Goal
Reproduce the material starting at the line that contains "the stadium light" and ending at the line that contains "x=737, y=388", including both of those lines and the requests. In the answers, multiply every coordinate value by 0.3 and round it to a whole number, rounding halves up.

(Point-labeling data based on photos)
·····
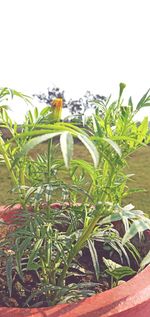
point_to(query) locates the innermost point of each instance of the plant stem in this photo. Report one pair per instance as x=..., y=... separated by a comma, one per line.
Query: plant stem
x=7, y=162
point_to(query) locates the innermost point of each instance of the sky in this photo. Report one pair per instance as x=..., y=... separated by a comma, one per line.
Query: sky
x=77, y=45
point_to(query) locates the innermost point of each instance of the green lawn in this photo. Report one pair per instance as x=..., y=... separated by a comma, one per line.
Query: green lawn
x=138, y=164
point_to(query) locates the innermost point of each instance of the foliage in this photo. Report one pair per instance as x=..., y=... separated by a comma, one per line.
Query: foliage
x=51, y=238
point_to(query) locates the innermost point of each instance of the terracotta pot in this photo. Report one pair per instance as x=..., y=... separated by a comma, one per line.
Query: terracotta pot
x=130, y=299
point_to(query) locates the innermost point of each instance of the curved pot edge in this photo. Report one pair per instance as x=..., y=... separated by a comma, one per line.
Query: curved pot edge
x=132, y=297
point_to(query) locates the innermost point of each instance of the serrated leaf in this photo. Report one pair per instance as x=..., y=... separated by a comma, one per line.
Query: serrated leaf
x=66, y=144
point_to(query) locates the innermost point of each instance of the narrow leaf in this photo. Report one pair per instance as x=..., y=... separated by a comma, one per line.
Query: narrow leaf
x=66, y=144
x=145, y=261
x=91, y=148
x=94, y=258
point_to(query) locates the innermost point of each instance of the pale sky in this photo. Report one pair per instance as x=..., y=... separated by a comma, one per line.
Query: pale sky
x=77, y=45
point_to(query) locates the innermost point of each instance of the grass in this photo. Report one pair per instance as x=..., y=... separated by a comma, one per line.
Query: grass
x=138, y=164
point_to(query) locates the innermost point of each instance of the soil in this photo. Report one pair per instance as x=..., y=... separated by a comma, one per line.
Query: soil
x=23, y=288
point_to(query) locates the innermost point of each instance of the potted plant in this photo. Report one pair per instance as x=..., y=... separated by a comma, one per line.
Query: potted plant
x=71, y=237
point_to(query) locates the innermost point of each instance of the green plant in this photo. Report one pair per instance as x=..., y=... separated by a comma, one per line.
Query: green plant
x=50, y=241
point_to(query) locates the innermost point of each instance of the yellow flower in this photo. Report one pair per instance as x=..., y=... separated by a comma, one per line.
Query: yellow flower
x=57, y=105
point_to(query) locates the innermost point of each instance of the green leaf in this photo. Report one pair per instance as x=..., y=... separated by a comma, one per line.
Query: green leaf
x=143, y=101
x=145, y=261
x=91, y=148
x=66, y=143
x=137, y=226
x=114, y=145
x=94, y=258
x=34, y=253
x=9, y=267
x=34, y=142
x=116, y=270
x=142, y=130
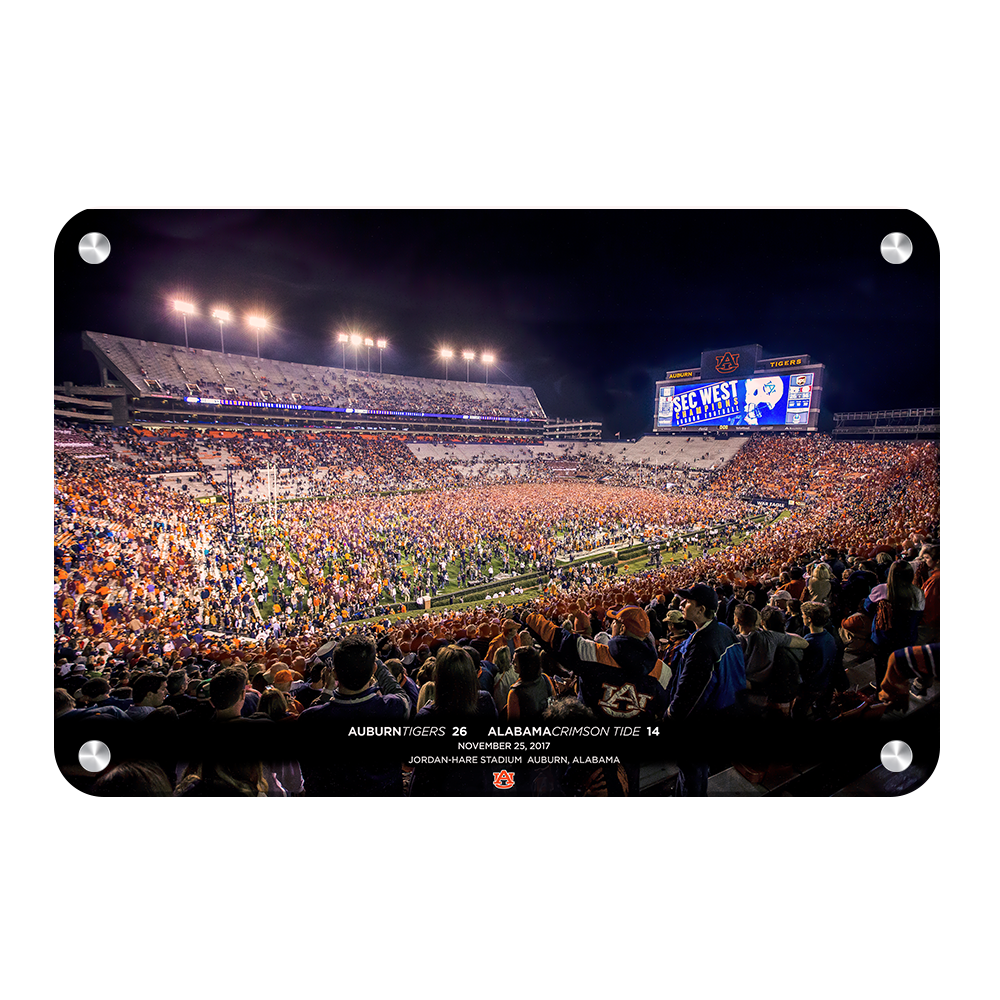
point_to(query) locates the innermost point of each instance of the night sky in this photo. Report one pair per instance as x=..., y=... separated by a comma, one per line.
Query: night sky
x=588, y=307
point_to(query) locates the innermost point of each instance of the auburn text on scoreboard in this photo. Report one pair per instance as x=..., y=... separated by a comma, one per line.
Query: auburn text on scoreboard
x=787, y=362
x=707, y=402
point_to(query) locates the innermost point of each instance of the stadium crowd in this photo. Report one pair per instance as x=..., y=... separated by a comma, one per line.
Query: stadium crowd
x=162, y=612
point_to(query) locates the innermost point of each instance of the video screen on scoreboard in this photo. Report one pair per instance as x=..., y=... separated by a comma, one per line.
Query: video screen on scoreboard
x=762, y=401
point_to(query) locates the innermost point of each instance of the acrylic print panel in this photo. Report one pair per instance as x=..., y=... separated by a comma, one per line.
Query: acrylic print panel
x=308, y=466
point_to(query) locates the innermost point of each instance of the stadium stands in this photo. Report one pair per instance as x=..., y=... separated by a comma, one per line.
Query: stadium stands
x=146, y=578
x=152, y=369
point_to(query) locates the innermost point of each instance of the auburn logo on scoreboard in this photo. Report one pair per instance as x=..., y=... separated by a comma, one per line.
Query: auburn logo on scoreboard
x=726, y=363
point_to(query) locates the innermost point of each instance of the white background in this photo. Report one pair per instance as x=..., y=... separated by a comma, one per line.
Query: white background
x=540, y=104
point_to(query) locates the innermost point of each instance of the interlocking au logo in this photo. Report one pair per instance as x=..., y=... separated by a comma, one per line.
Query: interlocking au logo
x=726, y=363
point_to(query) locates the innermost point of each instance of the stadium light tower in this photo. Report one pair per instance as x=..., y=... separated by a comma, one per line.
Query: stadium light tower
x=222, y=315
x=185, y=309
x=257, y=322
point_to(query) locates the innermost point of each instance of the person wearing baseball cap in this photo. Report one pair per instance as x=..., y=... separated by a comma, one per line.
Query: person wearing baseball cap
x=623, y=679
x=709, y=673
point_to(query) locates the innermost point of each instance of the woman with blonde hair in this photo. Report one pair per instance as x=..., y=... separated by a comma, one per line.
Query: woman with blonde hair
x=505, y=678
x=819, y=586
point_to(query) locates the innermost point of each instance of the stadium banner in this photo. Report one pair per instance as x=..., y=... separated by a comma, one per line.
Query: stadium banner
x=770, y=400
x=733, y=362
x=770, y=501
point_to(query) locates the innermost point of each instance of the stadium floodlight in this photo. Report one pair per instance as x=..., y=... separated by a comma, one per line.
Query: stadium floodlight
x=185, y=309
x=257, y=322
x=222, y=315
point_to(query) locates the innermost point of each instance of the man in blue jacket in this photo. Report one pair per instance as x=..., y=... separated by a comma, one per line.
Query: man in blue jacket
x=366, y=693
x=709, y=673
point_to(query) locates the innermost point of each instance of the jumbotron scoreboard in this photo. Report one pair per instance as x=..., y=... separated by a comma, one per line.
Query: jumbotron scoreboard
x=737, y=388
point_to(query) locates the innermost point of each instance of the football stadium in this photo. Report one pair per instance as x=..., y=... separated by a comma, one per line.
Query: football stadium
x=382, y=563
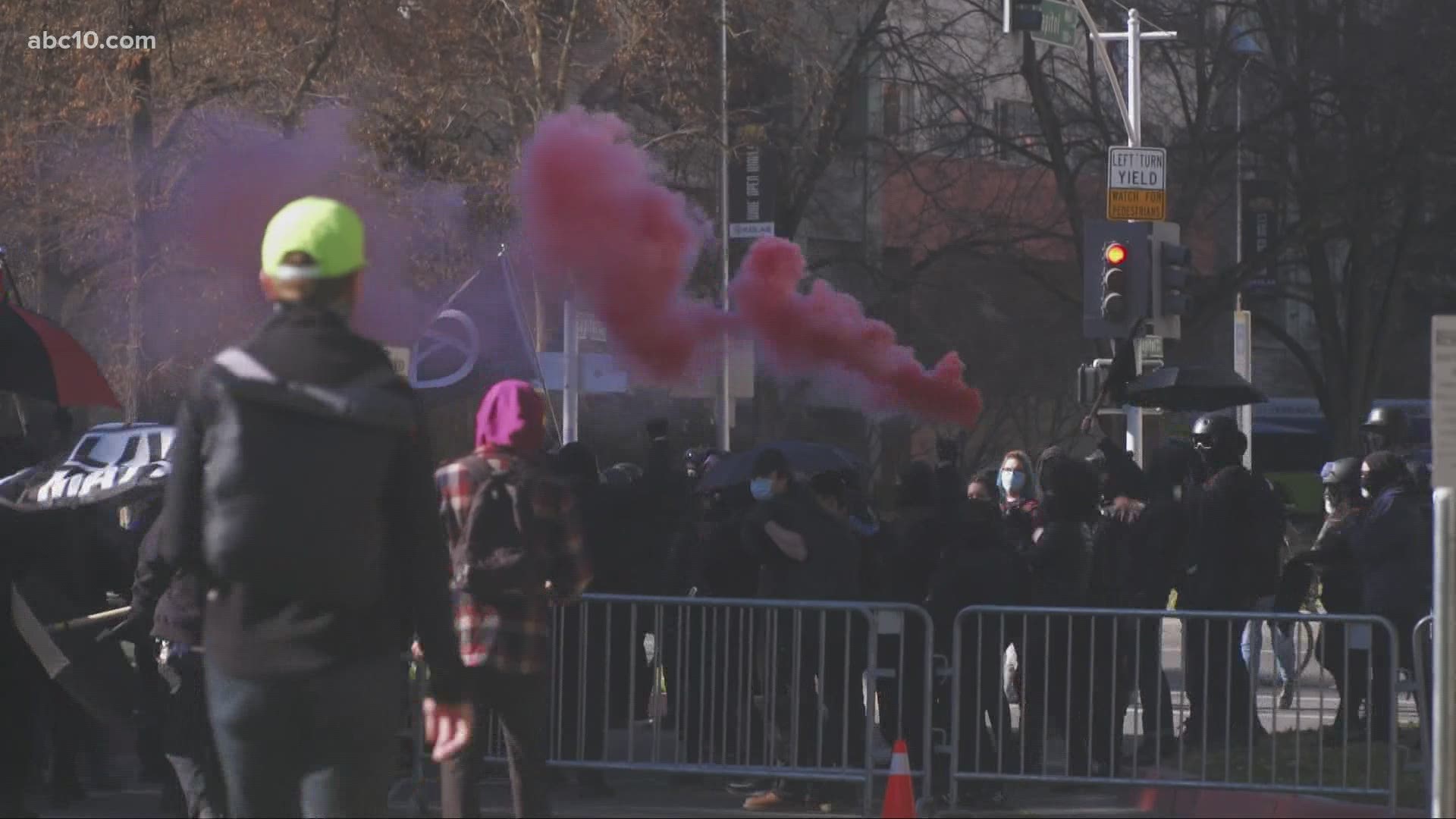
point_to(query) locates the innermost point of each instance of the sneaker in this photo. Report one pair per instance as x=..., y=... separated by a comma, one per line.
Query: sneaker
x=770, y=800
x=748, y=787
x=1286, y=698
x=592, y=784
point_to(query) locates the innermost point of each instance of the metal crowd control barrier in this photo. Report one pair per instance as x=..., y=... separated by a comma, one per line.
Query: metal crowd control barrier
x=1079, y=668
x=770, y=689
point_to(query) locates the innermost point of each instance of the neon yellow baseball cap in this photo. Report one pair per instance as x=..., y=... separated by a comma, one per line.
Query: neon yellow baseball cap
x=325, y=229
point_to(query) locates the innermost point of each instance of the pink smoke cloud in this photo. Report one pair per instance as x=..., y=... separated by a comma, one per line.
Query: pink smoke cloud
x=830, y=328
x=592, y=209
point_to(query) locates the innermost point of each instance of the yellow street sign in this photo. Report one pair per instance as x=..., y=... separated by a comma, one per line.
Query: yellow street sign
x=1136, y=206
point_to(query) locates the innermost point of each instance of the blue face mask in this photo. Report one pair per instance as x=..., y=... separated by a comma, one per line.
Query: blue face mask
x=762, y=488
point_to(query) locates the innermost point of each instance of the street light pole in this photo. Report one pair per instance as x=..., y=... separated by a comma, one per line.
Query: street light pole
x=726, y=376
x=1134, y=37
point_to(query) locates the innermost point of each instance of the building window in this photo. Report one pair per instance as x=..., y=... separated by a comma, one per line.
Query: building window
x=1017, y=129
x=892, y=99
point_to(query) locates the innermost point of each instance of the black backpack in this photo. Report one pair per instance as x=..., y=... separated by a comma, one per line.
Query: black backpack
x=500, y=557
x=291, y=468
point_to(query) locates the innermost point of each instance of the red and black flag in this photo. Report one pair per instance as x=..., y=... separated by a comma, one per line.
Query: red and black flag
x=41, y=360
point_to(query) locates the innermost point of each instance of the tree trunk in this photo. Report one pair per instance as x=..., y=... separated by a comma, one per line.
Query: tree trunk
x=140, y=22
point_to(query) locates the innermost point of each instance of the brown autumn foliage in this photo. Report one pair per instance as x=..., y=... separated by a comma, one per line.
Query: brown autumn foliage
x=101, y=146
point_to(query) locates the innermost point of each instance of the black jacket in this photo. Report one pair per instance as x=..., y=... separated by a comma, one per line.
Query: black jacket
x=171, y=601
x=1394, y=551
x=334, y=491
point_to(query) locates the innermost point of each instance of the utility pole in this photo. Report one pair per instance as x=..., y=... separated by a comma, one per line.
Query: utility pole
x=571, y=372
x=726, y=376
x=1134, y=37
·····
Reply
point_to(query) locates the innermost point of each instance of the stadium light tower in this photo. Report one pair per instance as x=..., y=... separated by a comma, one per line.
Query: stadium light tower
x=67, y=95
x=56, y=93
x=77, y=97
point_to(query) locates the innermost point of each instance of the person wearing baseball cap in this photo. Report one pair per instance as x=..., y=... separated by a comma, one per line.
Query: person wearing baseball cap
x=187, y=204
x=213, y=202
point_to(query) locates the innermost point of each instance of the woman with blonde hair in this photo. Report one pair per instance as x=..., y=... separated by a comma, one per line.
Query: woman with blonde hair
x=152, y=203
x=246, y=176
point_to(query) locates the innermost point of each instance of the stadium banner in this photo. Report one pair per instance as x=..., y=... separated by a comma, one per line.
Query: stadium banner
x=231, y=120
x=220, y=109
x=231, y=150
point_to(query) locates the innermost point of each instance of the stadium floodlight in this photo. Report one pair per instance as x=..., y=... separated by a comma, one per line.
Query: stadium floodlight
x=56, y=93
x=77, y=97
x=67, y=95
point_to(query) locates the innermost point of each instance of the man in blue jacket in this photo. Report one pair per instance as x=..., y=... separated by a comma, one per line.
Query: man in blue jacket
x=110, y=208
x=213, y=202
point_to(query) locates the innermost point of each instance of the jumbotron scoreboard in this photo. Report one pair per instance as x=..., y=... separated by a comma, one per line.
Query: jumbotron scoreboard
x=221, y=116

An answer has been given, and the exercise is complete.